▶ _PARTS OF THE EXERCISE_
**A)** In the Japanese cheesecake blog post, output everything from "but here's another!" down to "have a handy video!".
**B)** In the Japanese cheesecake blog post, what does the writer use to cover the cracks on top of the cake?

Tuesday, April 17, 2018

The Journey to Perfecting Japanese Cheesecake

Hello All!

I can't believe its already 2018! Sorry for the inconsistent blog posts...

but here's another! XD

If you have been following my blog you would know I've had had few struggles with baking Japanese Cheesecake. They would either not rise, have cracks or just look ugly!

My friend introduced me to a recipe and it's been AWESOME! I have baked this a number of times and each time the cake has been light and fluffy! So just wanted to share the recipe with you all. I'm still working out how to minimise the cracks on top but nothing that a bit of icing sugar doesn't fix =p

You can find the original recipe by Craft Passion here. They have really good tips for what ingredients and equipment to use. They also have a handy video!

▶ _STORED DATA_
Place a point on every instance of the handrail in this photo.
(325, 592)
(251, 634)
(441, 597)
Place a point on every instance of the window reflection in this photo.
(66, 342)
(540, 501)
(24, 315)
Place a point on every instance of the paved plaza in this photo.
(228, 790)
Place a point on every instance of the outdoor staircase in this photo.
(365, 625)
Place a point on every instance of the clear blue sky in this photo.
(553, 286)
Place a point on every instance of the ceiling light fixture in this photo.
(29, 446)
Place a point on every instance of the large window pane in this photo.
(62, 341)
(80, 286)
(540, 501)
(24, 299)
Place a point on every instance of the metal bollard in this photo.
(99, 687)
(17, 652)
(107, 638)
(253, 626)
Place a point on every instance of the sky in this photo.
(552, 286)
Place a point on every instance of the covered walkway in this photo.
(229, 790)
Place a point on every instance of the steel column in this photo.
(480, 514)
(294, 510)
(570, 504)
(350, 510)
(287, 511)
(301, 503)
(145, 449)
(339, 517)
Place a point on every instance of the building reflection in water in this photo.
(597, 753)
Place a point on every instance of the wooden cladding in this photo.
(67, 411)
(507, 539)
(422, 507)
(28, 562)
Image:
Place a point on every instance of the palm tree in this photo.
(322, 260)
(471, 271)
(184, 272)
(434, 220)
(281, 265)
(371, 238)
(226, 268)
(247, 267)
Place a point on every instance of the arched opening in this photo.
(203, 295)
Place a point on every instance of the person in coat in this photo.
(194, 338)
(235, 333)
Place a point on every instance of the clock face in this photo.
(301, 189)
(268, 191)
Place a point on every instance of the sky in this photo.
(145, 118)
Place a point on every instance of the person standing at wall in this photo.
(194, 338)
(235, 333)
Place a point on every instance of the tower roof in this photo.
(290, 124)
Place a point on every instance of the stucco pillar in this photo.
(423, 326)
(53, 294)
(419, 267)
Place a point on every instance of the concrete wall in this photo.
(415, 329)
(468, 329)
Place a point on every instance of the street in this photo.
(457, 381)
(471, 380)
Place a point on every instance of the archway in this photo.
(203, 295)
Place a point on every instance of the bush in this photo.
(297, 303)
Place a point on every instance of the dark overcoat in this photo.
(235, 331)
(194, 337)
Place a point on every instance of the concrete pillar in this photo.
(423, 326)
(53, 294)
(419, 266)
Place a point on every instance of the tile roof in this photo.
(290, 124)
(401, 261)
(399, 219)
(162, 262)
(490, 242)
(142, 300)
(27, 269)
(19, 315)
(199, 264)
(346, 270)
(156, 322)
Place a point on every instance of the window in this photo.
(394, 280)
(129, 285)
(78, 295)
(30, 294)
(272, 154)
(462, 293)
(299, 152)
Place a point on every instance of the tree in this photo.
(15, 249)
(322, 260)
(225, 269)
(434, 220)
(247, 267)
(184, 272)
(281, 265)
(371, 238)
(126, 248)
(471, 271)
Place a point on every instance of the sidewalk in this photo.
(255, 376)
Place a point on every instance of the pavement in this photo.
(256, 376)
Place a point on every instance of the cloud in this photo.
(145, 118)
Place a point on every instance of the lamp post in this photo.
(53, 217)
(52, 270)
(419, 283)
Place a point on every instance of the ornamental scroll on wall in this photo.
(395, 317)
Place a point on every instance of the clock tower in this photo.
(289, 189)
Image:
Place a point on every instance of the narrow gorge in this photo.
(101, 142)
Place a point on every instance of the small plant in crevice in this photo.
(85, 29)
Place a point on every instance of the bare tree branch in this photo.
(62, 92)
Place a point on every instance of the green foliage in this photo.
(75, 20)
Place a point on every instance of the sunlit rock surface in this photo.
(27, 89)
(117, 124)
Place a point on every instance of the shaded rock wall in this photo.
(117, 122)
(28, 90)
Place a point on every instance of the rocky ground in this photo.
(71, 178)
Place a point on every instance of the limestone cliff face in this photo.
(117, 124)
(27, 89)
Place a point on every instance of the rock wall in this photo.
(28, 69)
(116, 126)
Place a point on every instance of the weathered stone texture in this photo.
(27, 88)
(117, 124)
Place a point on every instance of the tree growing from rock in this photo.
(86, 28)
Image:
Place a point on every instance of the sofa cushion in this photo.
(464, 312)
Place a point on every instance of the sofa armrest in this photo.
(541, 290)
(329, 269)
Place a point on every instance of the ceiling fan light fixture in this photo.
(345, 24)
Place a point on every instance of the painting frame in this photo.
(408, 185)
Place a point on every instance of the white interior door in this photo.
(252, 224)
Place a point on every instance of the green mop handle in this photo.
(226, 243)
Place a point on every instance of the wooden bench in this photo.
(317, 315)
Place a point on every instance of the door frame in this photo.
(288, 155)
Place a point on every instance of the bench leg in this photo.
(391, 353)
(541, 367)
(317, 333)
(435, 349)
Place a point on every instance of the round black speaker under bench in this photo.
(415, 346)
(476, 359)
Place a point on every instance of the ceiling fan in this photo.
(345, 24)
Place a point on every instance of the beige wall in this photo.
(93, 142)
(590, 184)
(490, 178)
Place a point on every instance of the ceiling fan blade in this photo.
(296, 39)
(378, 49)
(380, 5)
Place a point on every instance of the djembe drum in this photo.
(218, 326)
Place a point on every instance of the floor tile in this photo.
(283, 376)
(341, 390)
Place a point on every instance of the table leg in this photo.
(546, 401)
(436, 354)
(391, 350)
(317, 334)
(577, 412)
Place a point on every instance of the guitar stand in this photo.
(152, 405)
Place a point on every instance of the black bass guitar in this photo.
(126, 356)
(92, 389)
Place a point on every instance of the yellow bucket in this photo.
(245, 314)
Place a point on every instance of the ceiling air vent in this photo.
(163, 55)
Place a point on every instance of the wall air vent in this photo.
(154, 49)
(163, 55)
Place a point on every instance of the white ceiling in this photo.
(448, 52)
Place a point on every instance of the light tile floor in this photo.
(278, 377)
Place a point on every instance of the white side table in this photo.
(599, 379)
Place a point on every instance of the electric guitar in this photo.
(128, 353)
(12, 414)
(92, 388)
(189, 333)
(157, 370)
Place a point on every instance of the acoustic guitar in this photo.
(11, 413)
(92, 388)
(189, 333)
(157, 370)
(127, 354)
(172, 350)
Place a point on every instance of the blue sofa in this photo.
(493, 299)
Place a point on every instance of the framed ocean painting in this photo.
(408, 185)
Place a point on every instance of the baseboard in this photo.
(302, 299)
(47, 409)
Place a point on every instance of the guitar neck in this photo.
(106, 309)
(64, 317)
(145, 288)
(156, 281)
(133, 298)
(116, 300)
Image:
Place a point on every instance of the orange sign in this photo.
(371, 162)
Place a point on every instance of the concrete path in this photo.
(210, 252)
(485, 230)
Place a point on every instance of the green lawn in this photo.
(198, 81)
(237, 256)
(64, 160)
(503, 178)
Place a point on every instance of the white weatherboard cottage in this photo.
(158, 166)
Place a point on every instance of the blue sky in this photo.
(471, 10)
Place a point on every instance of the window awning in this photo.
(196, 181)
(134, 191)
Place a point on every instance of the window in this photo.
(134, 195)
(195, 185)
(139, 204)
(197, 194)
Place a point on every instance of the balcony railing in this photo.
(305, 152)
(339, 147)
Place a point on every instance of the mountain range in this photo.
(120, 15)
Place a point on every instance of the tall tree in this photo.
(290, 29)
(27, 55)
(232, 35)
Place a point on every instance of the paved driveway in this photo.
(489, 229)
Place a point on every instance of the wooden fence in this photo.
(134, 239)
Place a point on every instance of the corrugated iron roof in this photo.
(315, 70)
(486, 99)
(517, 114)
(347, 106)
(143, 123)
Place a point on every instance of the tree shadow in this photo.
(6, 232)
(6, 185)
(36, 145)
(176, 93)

▶ _SOLUTIONS BELOW_
**A)**
but here's another! XD

If you have been following my blog you would know I've had had few struggles with baking Japanese Cheesecake. They would either not rise, have cracks or just look ugly!

My friend introduced me to a recipe and it's been AWESOME! I have baked this a number of times and each time the cake has been light and fluffy! So just wanted to share the recipe with you all. I'm still working out how to minimise the cracks on top but nothing that a bit of icing sugar doesn't fix =p

You can find the original recipe by Craft Passion here. They have really good tips for what ingredients and equipment to use. They also have a handy video!

**B)** A bit of icing sugar.